Am Beispiel Darmkrebs zeigt sich außerdem erneut, dass man nicht dem Trugschluss aufsitzen sollte, dass Krebs unter jüngeren Menschen häufiger ist als unter älteren: Generell leiden europaweit quer durch alle Altersgruppen (je nach Land) 50 bis 90 pro 100.000 Personen an Darmkrebs, doch besorgniserregend ist der Anstieg bei jüngeren Gruppen – einer Krankheit, die unter 50 Jahren nach bisheriger Ansicht kaum eine Rolle spielte. „Wir können Krebs nicht länger als eine Krankheit der Älteren betrachten“, so „Scientific American“. „Aber was geschieht hier? Die alarmierenden Statistiken verlangen nach Antworten.“
Übergewicht als ein Hauptverdächtiger
Bloß: Wie lauten diese Antworten? Im Grunde gibt es bisher keine hinlängliche Erklärung für die beobachteten Phänomene, wie die Autoren sämtlicher Studien betonen. Allerdings kennt man Hinweise und einzelne Einflussfaktoren, die von Bedeutung sein könnten, allen voran Übergewicht und Adipositas. In der aktuellen US-Studie waren zehn der 17 unter jüngeren Personen gehäuft auftretenden Krebsarten mit Übergewicht assoziiert, darunter Darm-, Nieren- und Gallenblasenkrebs. Die Gründe für diesen Zusammenhang sind nicht endgültig geklärt, inzwischen weiß man aber, dass Adipositas zu chronischen Entzündungen und Störungen des Hormonhaushalts führen kann. Weiters dürfte eine Rolle spielen, dass „Übergewicht die Immunantwort gegen Tumore beeinträchtigen kann“, erklärt Onkologin Caroline Hutter. „Eine aktuelle Studie an Mäusen zeigte, dass Adipositas die Funktion bestimmter Lymphozyten im Tumor beeinträchtigt.“
Ein einzelner Faktor kann die bedenklichen Krebstrends allerdings nicht erklären, vermutlich ist eine ganze Reihe von Ursachen im Spiel. Fast alle Einflüsse, die im Moment diskutiert werden, haben mit dem modernen Lebensstil zu tun: Bewegungsmangel wird ebenso ins Treffen geführt wie hoher Zuckerkonsum, etwa in Softdrinks, und allgemein prozessierte oder hoch verarbeitete Lebensmittel – im Wesentlichen Fertignahrung, die in den USA heute rund 60 Prozent aller Kalorien ausmacht. Eine Vermutung sei, so Hutter, dass Zusätze wie Stabilisatoren und Emulgatoren darin negative Auswirkungen auf das menschliche Mikrobiom haben, jenen gigantischen Zoo aus Mikroorganismen, der den ganzen Körper, besonders den Darm, besiedelt und mit einer Vielzahl von Erkrankungen in Verbindung stehen dürfte und bestenfalls in Ansätzen verstanden ist. Dass nachteilige Veränderungen des Mikrobioms – beeinflusst etwa durch die Ernährung oder Antibiotika – ein Schlüssel zur Krebsentstehung sein könnten, wird in den meisten Studien zum Thema breit debattiert.

---+---

Aufgaben =
a - Beantworte anhand des Textes über Krebs bei jüngeren Menschen folgende Fragen:
(i) Wie viele von 100.000 Personen leiden europaweit an Darmkrebs?
(ii) Wie viele der 17 unter Jüngeren gehäuft auftretenden Krebsarten waren in der aktuellen US-Studie mit Übergewicht assoziiert?
(iii) Welchen Anteil aller Kalorien macht Fertignahrung in den USA heute aus?
b - Knüpfe an den letzten Satz des Textes über Krebs bei jüngeren Menschen an und schreibe ihn weiter.

Bereitgestellte Angaben =

---+---

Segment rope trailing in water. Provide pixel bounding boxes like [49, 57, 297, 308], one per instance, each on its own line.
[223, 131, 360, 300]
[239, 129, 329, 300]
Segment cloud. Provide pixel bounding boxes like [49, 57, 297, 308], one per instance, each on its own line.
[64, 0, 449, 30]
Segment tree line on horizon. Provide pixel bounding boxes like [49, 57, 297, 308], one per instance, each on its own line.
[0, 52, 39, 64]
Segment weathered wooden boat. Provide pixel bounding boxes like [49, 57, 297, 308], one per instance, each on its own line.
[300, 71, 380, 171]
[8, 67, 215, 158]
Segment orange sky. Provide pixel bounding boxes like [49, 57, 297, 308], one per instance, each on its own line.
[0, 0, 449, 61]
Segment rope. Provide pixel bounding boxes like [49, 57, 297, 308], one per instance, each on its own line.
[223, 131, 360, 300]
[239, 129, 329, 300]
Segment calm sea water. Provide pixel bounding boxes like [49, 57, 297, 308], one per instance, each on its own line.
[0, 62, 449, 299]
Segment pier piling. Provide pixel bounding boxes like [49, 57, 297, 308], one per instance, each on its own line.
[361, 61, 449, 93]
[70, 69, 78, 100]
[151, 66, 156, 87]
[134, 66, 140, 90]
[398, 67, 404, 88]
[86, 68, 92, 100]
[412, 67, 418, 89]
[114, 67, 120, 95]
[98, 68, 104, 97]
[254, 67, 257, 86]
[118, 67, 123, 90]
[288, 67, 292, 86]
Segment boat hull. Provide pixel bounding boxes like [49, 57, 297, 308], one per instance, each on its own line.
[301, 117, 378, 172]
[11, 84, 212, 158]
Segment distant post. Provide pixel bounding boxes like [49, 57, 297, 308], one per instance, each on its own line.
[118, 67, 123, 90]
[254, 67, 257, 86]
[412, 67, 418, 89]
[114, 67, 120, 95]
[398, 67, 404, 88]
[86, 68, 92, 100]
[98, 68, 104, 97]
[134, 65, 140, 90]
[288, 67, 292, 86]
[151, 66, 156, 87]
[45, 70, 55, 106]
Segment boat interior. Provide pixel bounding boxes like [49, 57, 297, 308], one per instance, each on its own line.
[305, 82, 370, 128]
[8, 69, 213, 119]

---+---

Lösungen =
a -
(i) Je nach Land 50 bis 90 Personen.
(ii) Zehn.
(iii) Rund 60 Prozent.

b -
Erörtert werden aber ebenso Treiber wie Umweltchemikalien, Mikroplastik oder Schlafgewohnheiten. Mitwirken dürfte zudem der Umstand, dass dank verbesserter Diagnostik Krebs heute oft früher entdeckt wird als vor einigen Jahrzehnten – was sich statistisch in Diagnosen in jüngeren Jahren niederschlägt.
Der genauen Ursachenfindung werden sich mit Sicherheit zahlreiche Studien in den kommenden Jahren widmen. Eine Lehre lässt sich aus den neuen Daten jedoch schon jetzt ziehen: „Sie müssen zur Kenntnis nehmen: Auch wenn Sie unter 50 sind, sind Sie nicht zu jung, um Krebs zu bekommen“, formuliert Karen E. Knudsen, Leiterin der American Cancer Society. Es werde vielleicht notwendig sein, das empfohlene Alter für Früherkennungsuntersuchungen anzupassen – damit sich unter 50-Jährige nicht in trügerischer Sicherheit wiegen.